● **Requirement**
Output the lines below from the one containing "<point>188,4</point>" through the end of the listing, inclusive, exactly as they appear, and nothing further.
+--
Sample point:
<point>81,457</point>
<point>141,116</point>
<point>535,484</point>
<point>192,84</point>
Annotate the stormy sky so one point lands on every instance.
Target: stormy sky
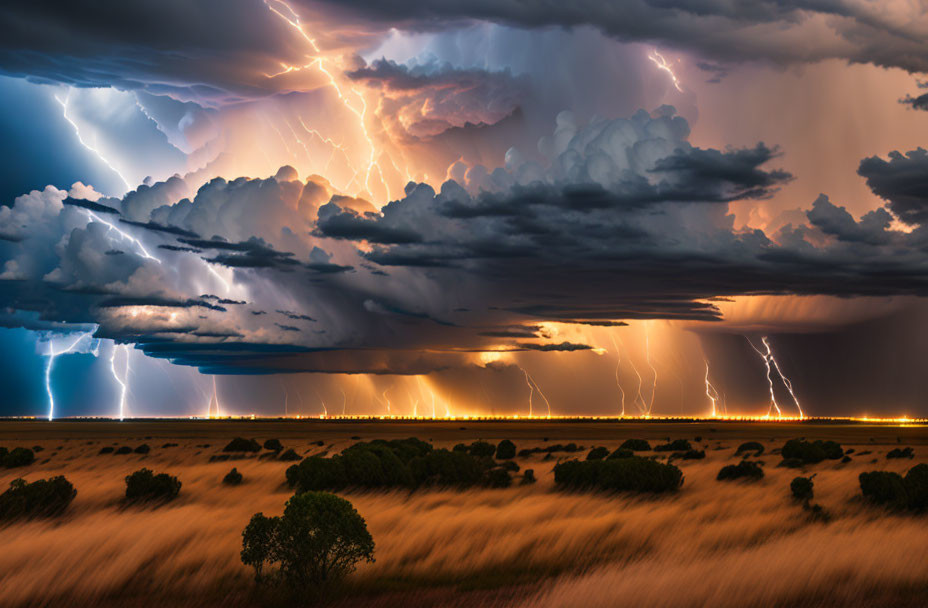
<point>458,208</point>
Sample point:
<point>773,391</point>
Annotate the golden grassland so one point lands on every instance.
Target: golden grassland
<point>711,544</point>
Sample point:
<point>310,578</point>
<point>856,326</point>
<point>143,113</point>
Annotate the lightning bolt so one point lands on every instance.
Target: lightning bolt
<point>319,62</point>
<point>783,378</point>
<point>64,106</point>
<point>711,393</point>
<point>773,397</point>
<point>618,360</point>
<point>123,384</point>
<point>52,355</point>
<point>663,64</point>
<point>647,346</point>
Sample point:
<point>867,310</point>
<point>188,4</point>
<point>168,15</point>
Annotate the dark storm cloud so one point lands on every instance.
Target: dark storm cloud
+--
● **Result of this exercise**
<point>188,4</point>
<point>168,15</point>
Annotate the dark storm cloud so one point lands on every instance.
Target: dark storm cloud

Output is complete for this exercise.